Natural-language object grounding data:
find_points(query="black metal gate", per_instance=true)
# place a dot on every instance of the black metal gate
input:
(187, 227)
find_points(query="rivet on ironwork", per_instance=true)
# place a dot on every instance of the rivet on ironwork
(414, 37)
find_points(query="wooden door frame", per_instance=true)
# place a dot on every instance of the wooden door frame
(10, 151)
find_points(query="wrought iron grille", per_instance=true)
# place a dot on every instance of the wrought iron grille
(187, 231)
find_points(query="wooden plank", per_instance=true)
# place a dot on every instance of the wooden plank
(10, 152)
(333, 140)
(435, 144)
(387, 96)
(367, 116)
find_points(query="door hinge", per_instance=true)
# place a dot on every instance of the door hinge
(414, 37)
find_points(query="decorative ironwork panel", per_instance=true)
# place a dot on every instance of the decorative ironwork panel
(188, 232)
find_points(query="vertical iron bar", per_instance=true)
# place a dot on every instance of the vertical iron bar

» PROBLEM DETAILS: A single number is expected: how many lines in the entries contain "vertical".

» WORKED SOLUTION: 2